**UIT TE VOEREN**.
[a] Neem uit de tekst over de cassatiezaak het gedeelte over dat begint bij "In deze zaak" en eindigt bij "van de weg.".
[b] Op welke datum heeft de Hoge Raad volgens de tekst over de cassatiezaak uitspraak gedaan?
[c] Ga verder met de tekst over de cassatiezaak, vanaf de laatste zin die er staat.

**TEKST**.
────────────────────────────────────────

ECLI:NL:HR:2002:AD9593

Hoge Raad

Datum uitspraak
24 mei 2002
Publicatiedatum
4 april 2013
Zaaknummer
C00/194HR
Instantie
Hoge Raad
Type
Uitspraak
Rechtsgebied
Civiel recht
Procedures
  • Cassatie
Rechters
  • G.G. van Erp Taalman Kip-Nieuwenkamp
  • A.E.M. van der Putt-Lauwers
  • H.A.M. Aaftink
  • D.H. Beukenhorst
  • A. Hammerstein
Vindplaatsen
  • Rechtspraak.nl
AI samenvatting door LexboostAutomatisch gegenereerd

Cassatie over erfdienstbaarheid en gebruik van een weg

In deze zaak heeft eiser tot cassatie, vertegenwoordigd door mr. R.Th.R.F. Carli, verweerder in cassatie, vertegenwoordigd door mr. V.-P. Aarts, gedagvaard voor de Rechtbank te Leeuwarden. Eiser vorderde onder andere dat verweerder zou worden verboden gebruik te maken van een weg en dat verweerder een bedrag van ƒ 28.750,-- zou betalen, verhoogd met BTW en wettelijke rente. De Rechtbank heeft in een eindvonnis van 29 maart 1995 geoordeeld dat verweerder gebruik mag blijven maken van de erfdienstbaarheid van de weg en heeft verweerder veroordeeld tot betaling van de helft van de reconstructiekosten en onderhoudskosten van de weg.

────────────────────────────────────────

**AANGELEVERDE GEGEVENS**.
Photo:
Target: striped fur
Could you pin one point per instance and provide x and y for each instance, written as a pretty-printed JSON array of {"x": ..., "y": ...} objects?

────────────────────────────────────────

**ANTWOORDEN OP VOLGORDE**.
[a]
In deze zaak heeft eiser tot cassatie, vertegenwoordigd door mr. R.Th.R.F. Carli, verweerder in cassatie, vertegenwoordigd door mr. V.-P. Aarts, gedagvaard voor de Rechtbank te Leeuwarden. Eiser vorderde onder andere dat verweerder zou worden verboden gebruik te maken van een weg en dat verweerder een bedrag van ƒ 28.750,-- zou betalen, verhoogd met BTW en wettelijke rente. De Rechtbank heeft in een eindvonnis van 29 maart 1995 geoordeeld dat verweerder gebruik mag blijven maken van de erfdienstbaarheid van de weg en heeft verweerder veroordeeld tot betaling van de helft van de reconstructiekosten en onderhoudskosten van de weg.

[b] 24 mei 2002

[c]
Eiser heeft hoger beroep ingesteld bij het Gerechtshof te Leeuwarden, waar hij vorderingen heeft gedaan om het eindvonnis te vernietigen en opnieuw te bepalen dat verweerder niet gerechtigd is grondtransporten uit te voeren over de weg. Verweerder heeft incidenteel appel ingesteld en vorderde een beperking van de toekomstige onderhoudskosten. Het Hof heeft bij arrest van 1 maart 2000 het bestreden vonnis vernietigd en opnieuw geoordeeld dat verweerder gebruik mag blijven maken van de erfdienstbaarheid van de weg, zonder restricties voor de voertuigen die gebruikt worden.

Tegen beide arresten van het Hof heeft eiser cassatie ingesteld. De Hoge Raad heeft de klachten in het cassatiemiddel verworpen, omdat deze niet tot cassatie konden leiden. De Hoge Raad heeft eiser in de kosten van het geding in cassatie veroordeeld, begroot op € 411,67 aan verschotten en € 1.365,-- voor salaris. Dit arrest is gewezen op 24 mei 2002.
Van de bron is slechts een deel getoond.